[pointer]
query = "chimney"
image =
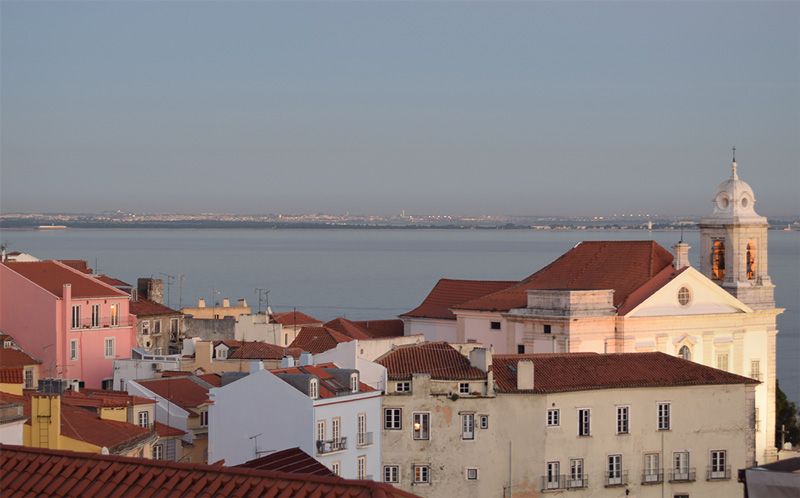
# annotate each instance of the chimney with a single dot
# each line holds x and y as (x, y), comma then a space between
(681, 255)
(524, 375)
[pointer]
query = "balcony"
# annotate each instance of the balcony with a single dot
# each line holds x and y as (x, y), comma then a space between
(331, 446)
(718, 473)
(682, 475)
(654, 476)
(577, 482)
(364, 439)
(553, 482)
(618, 478)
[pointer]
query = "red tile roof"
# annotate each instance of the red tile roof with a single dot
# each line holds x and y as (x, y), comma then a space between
(143, 307)
(315, 340)
(185, 391)
(588, 371)
(292, 318)
(449, 293)
(52, 275)
(439, 359)
(623, 266)
(41, 472)
(293, 461)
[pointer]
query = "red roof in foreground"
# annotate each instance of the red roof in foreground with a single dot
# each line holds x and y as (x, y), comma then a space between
(41, 472)
(623, 266)
(439, 359)
(588, 371)
(293, 460)
(52, 275)
(449, 293)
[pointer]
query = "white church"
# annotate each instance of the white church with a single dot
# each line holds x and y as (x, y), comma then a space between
(636, 296)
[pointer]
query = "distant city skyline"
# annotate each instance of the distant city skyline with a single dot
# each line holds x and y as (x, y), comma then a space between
(462, 108)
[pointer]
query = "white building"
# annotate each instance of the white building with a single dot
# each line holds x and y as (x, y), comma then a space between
(325, 411)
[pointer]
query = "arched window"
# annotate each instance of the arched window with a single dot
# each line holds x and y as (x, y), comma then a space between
(718, 261)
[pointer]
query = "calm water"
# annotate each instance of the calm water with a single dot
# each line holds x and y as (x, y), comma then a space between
(365, 275)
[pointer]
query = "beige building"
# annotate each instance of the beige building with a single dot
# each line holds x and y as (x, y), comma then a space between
(642, 425)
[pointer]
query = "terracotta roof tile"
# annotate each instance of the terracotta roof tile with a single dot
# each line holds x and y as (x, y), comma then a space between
(623, 266)
(52, 275)
(449, 293)
(292, 318)
(95, 476)
(315, 340)
(587, 371)
(439, 359)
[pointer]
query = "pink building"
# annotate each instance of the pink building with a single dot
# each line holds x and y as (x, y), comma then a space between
(73, 322)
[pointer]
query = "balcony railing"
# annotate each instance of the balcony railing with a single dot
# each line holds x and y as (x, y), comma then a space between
(577, 482)
(715, 473)
(619, 478)
(685, 475)
(332, 445)
(655, 476)
(364, 439)
(553, 482)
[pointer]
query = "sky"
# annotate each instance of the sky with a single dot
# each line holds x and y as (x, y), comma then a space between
(461, 108)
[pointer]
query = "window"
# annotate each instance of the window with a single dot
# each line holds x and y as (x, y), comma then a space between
(680, 470)
(422, 474)
(76, 317)
(651, 471)
(614, 470)
(584, 422)
(362, 429)
(576, 478)
(684, 296)
(109, 349)
(391, 473)
(718, 468)
(622, 419)
(362, 467)
(320, 430)
(718, 261)
(663, 417)
(468, 426)
(392, 418)
(755, 369)
(722, 361)
(95, 315)
(553, 417)
(422, 426)
(552, 481)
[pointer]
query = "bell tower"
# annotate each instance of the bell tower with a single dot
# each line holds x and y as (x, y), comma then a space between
(733, 244)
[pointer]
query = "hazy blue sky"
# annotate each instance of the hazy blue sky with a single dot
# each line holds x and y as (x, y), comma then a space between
(374, 107)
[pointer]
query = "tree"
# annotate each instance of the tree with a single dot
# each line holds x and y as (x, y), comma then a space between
(785, 415)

[THE PROBLEM]: Quote in full the listing given above; the images are to be left out.

[IN RESPONSE]:
[pointer]
query = "chimney"
image =
# annotate each instance of the chimney with a single dot
# each line holds x and y as (x, y), comma then a space between
(681, 255)
(524, 375)
[pointer]
query = "balcony"
# annotate each instance of the balcony with a single dot
# each line holds x and y as (x, y), comma then a space between
(331, 446)
(718, 473)
(682, 475)
(654, 476)
(577, 482)
(364, 439)
(553, 482)
(618, 478)
[pointer]
query = "red tile roof"
# annotate each instance of the red tile roof with a single dot
# each line holds x and y as (x, y), comma then a space between
(143, 307)
(315, 340)
(185, 391)
(588, 371)
(292, 318)
(449, 293)
(52, 275)
(439, 359)
(623, 266)
(41, 472)
(293, 461)
[pointer]
query = "red roof in foreground"
# annotate each instance of the red roof in foreground with a single dot
# each line holds x and y as (x, y), comma then a space between
(41, 472)
(623, 266)
(439, 359)
(588, 371)
(293, 460)
(52, 275)
(449, 293)
[pointer]
query = "white church"
# annotate each instance of the white church with a single dot
# each line holds x and y as (x, y), comma then a space between
(636, 296)
[pointer]
query = "distant city skyline"
# annotate each instance of the distant city skyline with a single dot
# each line holds x and y as (x, y), comma then a space between
(462, 108)
[pointer]
query = "white building"
# annotate each instance of the white building with a single dot
# each line holds x and y as (x, y), comma then a space between
(325, 411)
[pointer]
query = "arched window"
# annotate each instance of the arched window with a single dot
# each line holds x and y as (x, y), comma then a space between
(718, 261)
[pointer]
query = "calm water"
# annotate each instance of the calm water with a single dot
# each line holds x and y as (x, y), comma then a space between
(365, 275)
[pointer]
query = "beige building"
# annotate each instance of the beige building with a single dot
# each line holds x and y as (x, y), comma then a space between
(642, 425)
[pointer]
query = "terracotta roof tile"
# annotate each instance of the terracotta roof tile with a single dot
# each line holds x and y as (x, y), comma then a space between
(623, 266)
(52, 275)
(449, 293)
(292, 318)
(95, 476)
(315, 340)
(587, 371)
(439, 359)
[pointer]
query = "pink building"
# annotate each instance of the pink building with a single dot
# each line holds x and y as (x, y), comma then a space between
(73, 322)
[pointer]
query = "balcony railing"
# annotate each instance of the balcony railing with a single dot
# each line holds x and y as (x, y), comma then a space between
(577, 482)
(715, 473)
(619, 478)
(685, 475)
(332, 445)
(655, 476)
(364, 439)
(553, 482)
[pointer]
query = "sky"
# annotate each instance of the sky with a single dot
# each line holds x and y as (x, y), comma then a space between
(461, 108)
[pointer]
query = "window"
# annotate each instance of the window with a single dot
# each line holds x and y as (x, y), comma then a space between
(680, 470)
(422, 474)
(76, 317)
(651, 471)
(614, 470)
(584, 422)
(362, 429)
(576, 478)
(684, 296)
(109, 349)
(391, 473)
(718, 468)
(622, 419)
(362, 467)
(320, 430)
(718, 261)
(663, 417)
(468, 426)
(392, 418)
(755, 369)
(722, 361)
(95, 315)
(553, 417)
(422, 426)
(552, 481)
[pointer]
query = "bell tower"
# annotate each instance of the bell tower with a single dot
# each line holds x and y as (x, y), comma then a space between
(733, 244)
[pointer]
query = "hazy blue sky"
# annotate each instance of the hazy blue sky with a single dot
# each line holds x and y as (x, y), comma then a space between
(374, 107)
[pointer]
query = "tree"
# annotate each instance of the tree with a single dot
# each line holds x and y as (x, y), comma then a space between
(785, 415)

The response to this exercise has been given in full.